▸ **Exercise description**:
Continue the article below on inappropriate knee replacement surgeries in the U.S., starting after its final paragraph.

▸ **Document segment**:
===

Over a third of the total knee replacements in the U.S. are inappropriate, according to researchers who found that many patients had pain and other symptoms that were too mild to justify having the surgery. Over 600,000 knee replacements are performed annually in the U.S.
During the surgery, doctors replace a diseased or damaged joint with metal or plastic components that allow for continued motion of the knee. Postoperative pain can be severe and recovery periods last 6 weeks or longer, often with extensive physical therapy.
Osteoarthritis, a degenerative joint disease that causes pain and swelling in the knee, is the leading reason why people have the surgery. But some experts believe the procedure is over-utilized and too often recommended by doctors.
In the past 15 years, the number of total knee replacements (TKR) has grown significantly, with studies showing an annual increase of nearly 100% in surgeries between 1991 and 2010. The number of Medicare-covered TKR surgeries grew by 162% annually over the same period.
“To my knowledge, ours is the first U.S. study to compare validated appropriateness criteria with actual cases of knee replacement surgery,” said lead author Dr. Daniel Riddle from the Department of Physical Therapy at Virginia Commonwealth University.
Riddle and his colleagues evaluated 175 knee replacement patients who were enrolled in the Osteoarthritis Initiative — a 5-year study funded by the National Institutes of Health. They used an evaluation system developed by Escobar et al. along with the Western Ontario and McMaster Universities Arthritis Index (WOMAC) Pain and Physical Function scales.
They found that only 44% of the knee replacement surgeries could be classified as appropriate, with 22% rated inconclusive and 34% deemed inappropriate.
A rating of ‘‘inconclusive’’ indicates that the expected benefits and harms to the patient are roughly equal. An “inappropriate’’ rating indicates the expected harms outweigh the expected benefits.
“Our finding that one third of knee replacements were inappropriate was higher than expected and linked to variation in knee pain OA severity and functional loss. These data highlight the need to develop patient selection criteria in the U.S.,” said Riddle.
The study is being published in Arthritis & Rheumatology, a journal of the American College of Rheumatology.
“The implication that fewer than half of TKRs performed in the U.S. are appropriate and that fully one third are inappropriate raises serious concern about overutilization,” wrote Dr. Jeffery Katz in an editorial also published in Arthritis & Rheumatology.

===

▸ **Provided information**:
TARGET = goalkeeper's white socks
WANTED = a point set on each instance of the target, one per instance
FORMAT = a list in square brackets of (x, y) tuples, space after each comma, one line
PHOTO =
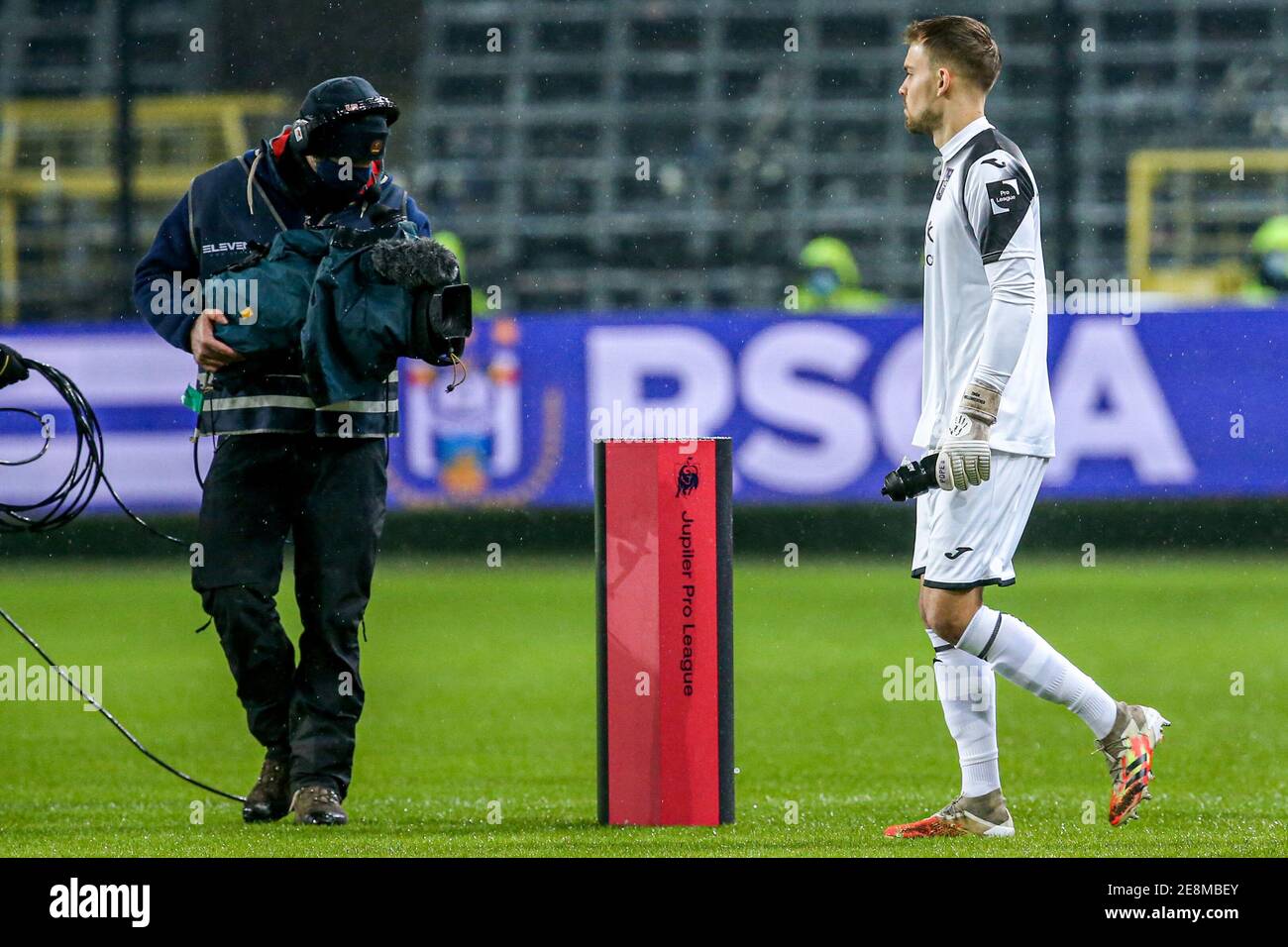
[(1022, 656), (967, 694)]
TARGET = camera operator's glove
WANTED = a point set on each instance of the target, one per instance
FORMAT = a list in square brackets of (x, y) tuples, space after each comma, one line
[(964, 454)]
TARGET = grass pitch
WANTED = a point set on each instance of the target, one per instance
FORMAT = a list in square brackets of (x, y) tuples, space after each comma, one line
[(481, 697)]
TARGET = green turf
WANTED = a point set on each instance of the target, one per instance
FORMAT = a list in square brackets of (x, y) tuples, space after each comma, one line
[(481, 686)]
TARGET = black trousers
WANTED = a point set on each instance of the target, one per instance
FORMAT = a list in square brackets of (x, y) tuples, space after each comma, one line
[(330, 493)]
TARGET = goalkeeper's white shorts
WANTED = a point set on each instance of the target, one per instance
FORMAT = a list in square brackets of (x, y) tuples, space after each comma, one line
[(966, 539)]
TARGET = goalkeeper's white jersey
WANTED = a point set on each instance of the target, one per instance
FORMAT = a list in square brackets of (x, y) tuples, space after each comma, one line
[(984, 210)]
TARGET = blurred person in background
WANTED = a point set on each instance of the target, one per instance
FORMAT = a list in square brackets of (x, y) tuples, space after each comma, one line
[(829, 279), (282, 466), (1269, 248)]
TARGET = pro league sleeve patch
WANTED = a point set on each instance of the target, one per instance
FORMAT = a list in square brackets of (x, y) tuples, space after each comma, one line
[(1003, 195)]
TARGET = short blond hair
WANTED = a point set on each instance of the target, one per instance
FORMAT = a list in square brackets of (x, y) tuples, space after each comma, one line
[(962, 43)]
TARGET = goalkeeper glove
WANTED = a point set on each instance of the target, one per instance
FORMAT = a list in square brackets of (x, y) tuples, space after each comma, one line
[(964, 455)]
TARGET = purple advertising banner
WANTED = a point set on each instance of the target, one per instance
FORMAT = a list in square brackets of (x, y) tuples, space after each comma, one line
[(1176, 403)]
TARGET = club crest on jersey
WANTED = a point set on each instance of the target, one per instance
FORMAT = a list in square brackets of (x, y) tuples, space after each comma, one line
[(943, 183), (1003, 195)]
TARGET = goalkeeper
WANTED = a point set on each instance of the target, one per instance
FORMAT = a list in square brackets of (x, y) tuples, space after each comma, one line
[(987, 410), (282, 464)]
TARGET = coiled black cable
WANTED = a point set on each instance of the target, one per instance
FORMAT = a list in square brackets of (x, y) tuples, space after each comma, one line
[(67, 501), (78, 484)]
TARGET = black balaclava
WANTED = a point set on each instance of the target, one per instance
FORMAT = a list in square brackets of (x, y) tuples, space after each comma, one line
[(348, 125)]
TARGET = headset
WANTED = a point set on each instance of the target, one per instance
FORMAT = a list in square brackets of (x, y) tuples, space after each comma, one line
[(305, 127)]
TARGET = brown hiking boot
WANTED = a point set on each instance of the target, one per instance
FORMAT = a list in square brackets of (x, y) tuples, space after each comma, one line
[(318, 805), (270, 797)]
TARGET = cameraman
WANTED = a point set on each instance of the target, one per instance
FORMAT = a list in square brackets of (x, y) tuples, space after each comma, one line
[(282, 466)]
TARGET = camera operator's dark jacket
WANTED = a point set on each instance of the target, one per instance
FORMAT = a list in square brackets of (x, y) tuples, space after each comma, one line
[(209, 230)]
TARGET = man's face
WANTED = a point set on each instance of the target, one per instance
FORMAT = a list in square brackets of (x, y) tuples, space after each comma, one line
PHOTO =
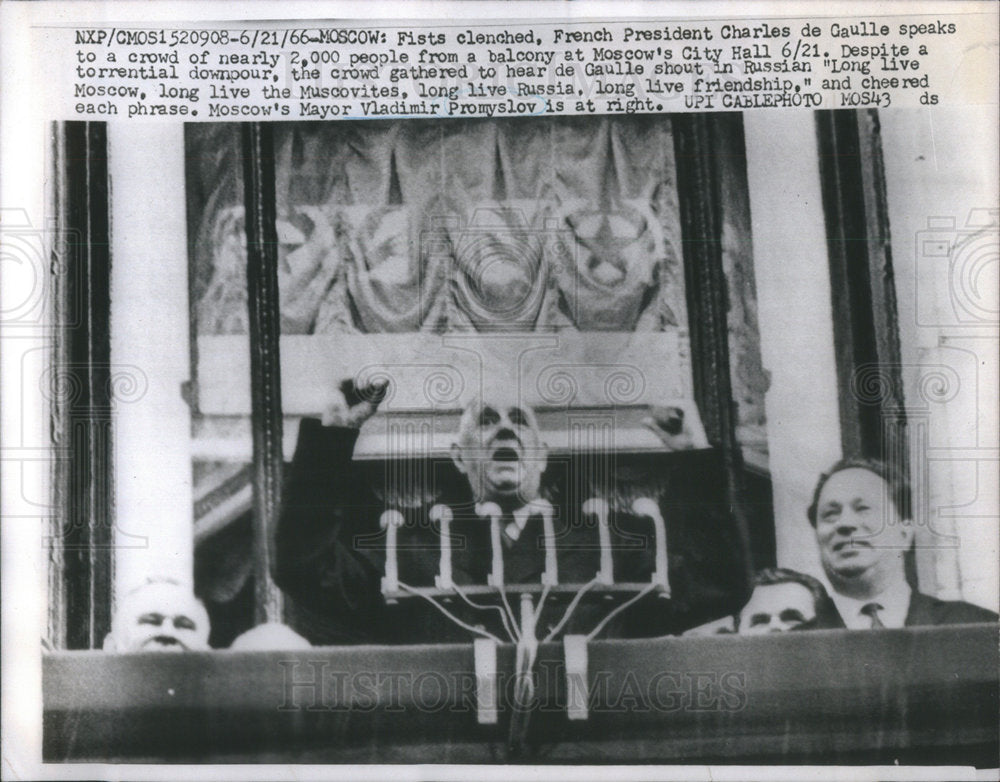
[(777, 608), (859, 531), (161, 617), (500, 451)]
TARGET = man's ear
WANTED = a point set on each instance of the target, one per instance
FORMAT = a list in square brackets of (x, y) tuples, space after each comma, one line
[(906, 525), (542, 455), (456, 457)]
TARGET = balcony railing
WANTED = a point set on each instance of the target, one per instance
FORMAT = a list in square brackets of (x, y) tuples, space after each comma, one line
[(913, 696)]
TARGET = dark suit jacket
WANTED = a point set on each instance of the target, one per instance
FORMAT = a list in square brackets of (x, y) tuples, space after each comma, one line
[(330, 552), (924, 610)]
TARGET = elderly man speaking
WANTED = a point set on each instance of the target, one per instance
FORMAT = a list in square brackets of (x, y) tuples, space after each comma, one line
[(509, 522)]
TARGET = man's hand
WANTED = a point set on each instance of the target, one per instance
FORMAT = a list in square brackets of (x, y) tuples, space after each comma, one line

===

▸ **Written reply**:
Katz, a professor at the Orthopedic and Arthritis Center for Outcomes Research at Brigham and Women’s Hospital in Boston, said he was concerned that doctors were offering TKR surgeries to patients who had mild pain and little loss of function in their knees.
“We cannot be sure that TKR will improve such patients at all. I have similar, substantial reservations about performing TKR subjects with no joint space narrowing at all,” he wrote.
“As a community of providers, we implore our patients and the public at large to engage in exercise and physical activity in order to delay functional decline and to preserve and augment functional status. We must consider whether it is advisable and affordable to use costly technology such as TKR in the same fashion.”
Costs can vary depending on the surgeon and insurance coverage, but the average hospital charge for TKR surgery in the U.S. is about $50,000.
A recent study in Germany found that arthroscopic knee surgery provides no benefit to patients with osteoarthritis, and does not relieve pain any better than physical therapy or over-the-counter pain medications.
Arthroscopy of the knee is a procedure in which a surgeon inserts a thin tube with a camera through a small incision in the skin to view the inside of the knee. The surgeon removes damaged cartilage and loose bone by flushing the knee joint with saline solution.
Osteoarthritis is the most common form of arthritis, and affects more than 27 million Americans and over 100 million people worldwide. Osteoarthritis of the knee is more prevalent and severe in women, elderly and the obese.